─── Data for the task

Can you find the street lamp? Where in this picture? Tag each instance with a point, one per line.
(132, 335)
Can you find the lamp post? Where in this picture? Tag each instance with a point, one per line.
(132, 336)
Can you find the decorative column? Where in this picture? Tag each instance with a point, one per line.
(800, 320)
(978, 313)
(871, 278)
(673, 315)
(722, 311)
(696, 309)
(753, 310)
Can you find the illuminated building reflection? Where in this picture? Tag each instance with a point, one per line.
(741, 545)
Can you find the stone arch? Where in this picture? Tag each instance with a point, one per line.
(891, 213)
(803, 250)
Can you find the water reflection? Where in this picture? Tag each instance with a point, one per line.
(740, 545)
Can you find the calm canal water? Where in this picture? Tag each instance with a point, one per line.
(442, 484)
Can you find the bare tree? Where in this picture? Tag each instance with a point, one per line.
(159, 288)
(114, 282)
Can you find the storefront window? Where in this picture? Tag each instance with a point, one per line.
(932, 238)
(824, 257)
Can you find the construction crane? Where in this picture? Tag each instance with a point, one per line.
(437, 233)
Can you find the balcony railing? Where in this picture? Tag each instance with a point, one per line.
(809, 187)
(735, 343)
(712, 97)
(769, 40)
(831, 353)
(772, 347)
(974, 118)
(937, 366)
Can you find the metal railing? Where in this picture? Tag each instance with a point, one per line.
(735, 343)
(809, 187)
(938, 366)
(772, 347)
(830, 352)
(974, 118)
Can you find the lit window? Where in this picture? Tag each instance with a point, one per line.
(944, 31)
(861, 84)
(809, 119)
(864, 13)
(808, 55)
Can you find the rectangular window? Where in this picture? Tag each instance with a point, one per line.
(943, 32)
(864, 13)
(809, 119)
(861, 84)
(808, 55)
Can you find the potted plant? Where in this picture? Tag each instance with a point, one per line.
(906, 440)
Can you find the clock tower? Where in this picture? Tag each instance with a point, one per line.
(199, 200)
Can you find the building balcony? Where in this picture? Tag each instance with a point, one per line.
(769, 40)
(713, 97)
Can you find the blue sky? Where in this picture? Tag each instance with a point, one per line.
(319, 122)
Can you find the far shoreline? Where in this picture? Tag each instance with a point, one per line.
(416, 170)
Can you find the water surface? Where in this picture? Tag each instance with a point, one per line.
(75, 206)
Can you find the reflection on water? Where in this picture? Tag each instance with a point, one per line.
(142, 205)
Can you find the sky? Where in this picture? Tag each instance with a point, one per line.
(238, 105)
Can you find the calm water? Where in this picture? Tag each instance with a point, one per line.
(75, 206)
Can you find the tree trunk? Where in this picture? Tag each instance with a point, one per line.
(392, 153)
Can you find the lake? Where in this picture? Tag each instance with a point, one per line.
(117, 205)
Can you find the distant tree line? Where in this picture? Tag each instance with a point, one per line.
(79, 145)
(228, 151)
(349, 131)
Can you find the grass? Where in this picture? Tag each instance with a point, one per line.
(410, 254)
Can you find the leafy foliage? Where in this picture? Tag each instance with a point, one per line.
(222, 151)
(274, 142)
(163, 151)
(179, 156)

──────

## What you are asked to do
Carry over every line of the material, starting at the line that contains "Can you find the reflection" and ending at the last line of the material. Add -27 to each coordinate value in the answers.

## Answer for the task
Can you find the reflection on water? Where in this picture? Tag each instance with a point, one per line.
(115, 178)
Can you find the sky? Where in this picture? Tag each instance with a point, one per line.
(211, 78)
Can you find the calm water? Where in this picture? Tag each instance with a point, one per line.
(48, 179)
Can you find the tree trunk? Where in this picture? Tag each instance with a point, one per line.
(365, 126)
Can you find the lake? Where in this picture? Tag each instance with a point, one per line.
(90, 178)
Can you find the distant tree line? Where in this picture? Tag each instance with a point, one per line.
(52, 118)
(201, 124)
(322, 104)
Can you find the grass? Where in this picture? Tag each instance with a point, one per line.
(383, 227)
Can you find the leafy foliage? Where in this picture? Tag each instance with a point, one per line.
(195, 124)
(247, 115)
(136, 124)
(152, 129)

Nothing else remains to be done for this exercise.